Extrait fourni:
□ □ □ □ □

De quelles compétences les entreprises doivent-elles disposer pour mettre en oeuvre, dans le traitement des big data, les outils d'analyse prédictive longtemps réservés aux statisticiens. Et que recouvre le profil de data scientists associés à ces projets qui consistent à explorer d'énormes volumes de données non structurées (flux de données de capteurs, séquençage de génomes, écoute des réseaux sociaux ou des échanges vocaux des centres d'appels, vidéos, etc.) en les associant à des données structurées ? C'est l'un des points qui ont été abordés cette semaine à Paris, lors d'une table ronde du Club de la Presse Informatique B2B.

En matière de prédictif, ce qui important, c'est la contribution des différents facteurs à la pertinence d'un modèle d'analyse, a rappelé d'entrée de jeu Arnaud de Scorbiac, manager chez Accenture. Dans les domaines industriels, les flux récupérés des capteurs ouvrent de nombreux champs d'applications. Sur les plateformes pétrolières, l'analyse prédictive a notamment permis d'anticiper les accidents et d'en réduire le nombre. Marc Chemin, directeur du planning stratégique chez Capgemini, évoque de son côté les applications dans la santé et le projet de séquençage des gênes tumoraux de l'Institut Gustave Roussy et du Génopôle, pour prédire les réponses aux traitements contre le cancer et éviter les traitements inutiles. Parmi les autres champs prédictifs, il cite aussi l'aéronautique. Lorsqu'un avion atterrit, les données livrées par ses différents capteurs vont aider à déterminer quelles sont les pièces à changer sur le moteur, avant la visite régulière. Jean-Charles Ravon, consultant senior chez Teradata, explique que l'on peut affiner ses modèles et la compréhension de son marché jusqu'à atteindre des niveaux de complexité très élevés : « Cela peut aller jusqu'à plusieurs centaines de milliers de modèles dans les forages pétroliers pour savoir à quelles couches géologiques on peut s'attendre », décrit-il. Les compétences métiers à mettre en oeuvre dans ces différents projets sont donc extrêmement différentes et c'est au data scientist que revient la modélisation prédictive. Or, « lorsque l'on parle de data scientists, on a parfois tendance à dessiner le profil du mouton à cinq pattes, expert en tout, logiciels, matériel, réseaux, algorithmie », constate Jean-Charles Ravon, lui-même data scientist.

Une combinaison de compétences à associer

« On imagine que le data scientist a une très bonne connaissance du machine learning, qu'il est capable de parler avec les différents métiers, du chief marketing officer aux spécialistes de l'aéronautique. C'est un fantasme ». C'est en fait une combinaison de compétences qui va permettre d'avancer, de trouver la meilleure interaction et complémentarité entre différents profils : métiers, informaticiens, statisticiens, mathématiciens... « J'aime beaucoup cette définition d'un collègue anglais : un data scientist est meilleur statisticien qu'un développeur informatique et meilleur développeur qu'un statisticien », nous a livré Jean-Charles Ravon. On peut trouver ce profil individuellement, « mais c'est difficile », on le trouve plus probablement dans une équipe. « Derrière, ce qui est intéressant, c'est l'émulation intellectuelle qui en résulte », a exposé le consultant de Teradata. Cette émulation débouche sur de nouvelles combinaisons pour modéliser les données qui peuvent conduire, par exemple, à appliquer la microéconométrie à des sujets de forage pétroliers. L'évolution, c'est le décloisonnement total dans les métiers et l'analyse, estime Jean-Charles Ravon. Auparavant, il y avait des domaines d'expertise (dans la banque, l'assurance, etc.), maintenant il faut les mélanger.

□ □ □ □ □

[Entrées de données collectées]
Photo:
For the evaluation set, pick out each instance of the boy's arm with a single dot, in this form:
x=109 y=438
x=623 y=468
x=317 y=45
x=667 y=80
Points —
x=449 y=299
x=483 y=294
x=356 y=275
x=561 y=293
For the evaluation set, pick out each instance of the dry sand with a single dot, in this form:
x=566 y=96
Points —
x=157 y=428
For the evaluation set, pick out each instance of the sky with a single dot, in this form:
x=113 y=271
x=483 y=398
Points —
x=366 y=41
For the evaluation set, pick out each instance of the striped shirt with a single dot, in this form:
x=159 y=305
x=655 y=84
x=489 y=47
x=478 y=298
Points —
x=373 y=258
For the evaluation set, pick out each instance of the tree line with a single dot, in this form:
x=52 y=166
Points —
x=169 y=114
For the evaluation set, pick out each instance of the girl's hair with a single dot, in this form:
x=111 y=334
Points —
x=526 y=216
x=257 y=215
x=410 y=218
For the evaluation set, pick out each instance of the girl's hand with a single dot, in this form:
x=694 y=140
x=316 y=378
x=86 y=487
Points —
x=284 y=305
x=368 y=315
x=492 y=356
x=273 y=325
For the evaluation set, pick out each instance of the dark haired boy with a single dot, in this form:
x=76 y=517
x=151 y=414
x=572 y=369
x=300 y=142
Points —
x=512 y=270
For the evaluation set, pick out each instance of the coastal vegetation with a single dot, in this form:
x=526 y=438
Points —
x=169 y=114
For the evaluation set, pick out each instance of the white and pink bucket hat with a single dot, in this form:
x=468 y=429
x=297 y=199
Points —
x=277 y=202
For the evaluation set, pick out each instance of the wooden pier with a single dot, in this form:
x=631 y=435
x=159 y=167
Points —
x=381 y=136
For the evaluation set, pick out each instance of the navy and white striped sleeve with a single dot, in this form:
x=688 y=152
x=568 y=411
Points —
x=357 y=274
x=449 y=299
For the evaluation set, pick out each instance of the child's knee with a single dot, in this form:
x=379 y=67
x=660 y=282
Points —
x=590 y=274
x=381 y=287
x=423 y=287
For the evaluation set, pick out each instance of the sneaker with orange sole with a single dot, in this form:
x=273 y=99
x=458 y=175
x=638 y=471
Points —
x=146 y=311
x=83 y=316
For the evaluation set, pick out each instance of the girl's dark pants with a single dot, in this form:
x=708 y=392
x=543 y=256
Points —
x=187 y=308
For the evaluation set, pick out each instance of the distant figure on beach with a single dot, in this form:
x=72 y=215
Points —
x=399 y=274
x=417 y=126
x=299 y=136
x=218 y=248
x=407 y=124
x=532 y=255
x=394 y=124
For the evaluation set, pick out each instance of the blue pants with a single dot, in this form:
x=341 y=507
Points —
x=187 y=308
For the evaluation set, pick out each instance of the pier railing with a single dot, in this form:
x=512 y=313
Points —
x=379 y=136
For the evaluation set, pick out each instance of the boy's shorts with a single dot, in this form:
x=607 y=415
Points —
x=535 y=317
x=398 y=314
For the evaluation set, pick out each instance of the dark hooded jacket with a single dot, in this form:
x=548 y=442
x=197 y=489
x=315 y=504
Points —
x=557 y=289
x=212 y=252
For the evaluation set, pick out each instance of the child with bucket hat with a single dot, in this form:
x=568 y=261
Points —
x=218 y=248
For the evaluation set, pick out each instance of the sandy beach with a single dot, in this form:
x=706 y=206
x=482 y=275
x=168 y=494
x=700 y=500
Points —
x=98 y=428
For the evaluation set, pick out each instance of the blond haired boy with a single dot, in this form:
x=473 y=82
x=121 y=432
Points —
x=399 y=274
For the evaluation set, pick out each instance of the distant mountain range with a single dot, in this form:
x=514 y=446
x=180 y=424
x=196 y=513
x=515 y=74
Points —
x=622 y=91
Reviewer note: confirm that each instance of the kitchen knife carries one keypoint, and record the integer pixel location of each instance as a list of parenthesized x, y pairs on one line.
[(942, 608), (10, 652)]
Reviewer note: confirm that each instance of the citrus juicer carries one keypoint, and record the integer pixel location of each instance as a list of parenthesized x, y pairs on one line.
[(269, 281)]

□ □ □ □ □

Objectif de la tâche:
Imprimez sans aucune modification le passage de l'article sur les data scientists qui commence par « De quelles compétences » et se poursuit jusqu'à « Presse Informatique B2B. ».

Solution proposée:
De quelles compétences les entreprises doivent-elles disposer pour mettre en oeuvre, dans le traitement des big data, les outils d'analyse prédictive longtemps réservés aux statisticiens. Et que recouvre le profil de data scientists associés à ces projets qui consistent à explorer d'énormes volumes de données non structurées (flux de données de capteurs, séquençage de génomes, écoute des réseaux sociaux ou des échanges vocaux des centres d'appels, vidéos, etc.) en les associant à des données structurées ? C'est l'un des points qui ont été abordés cette semaine à Paris, lors d'une table ronde du Club de la Presse Informatique B2B.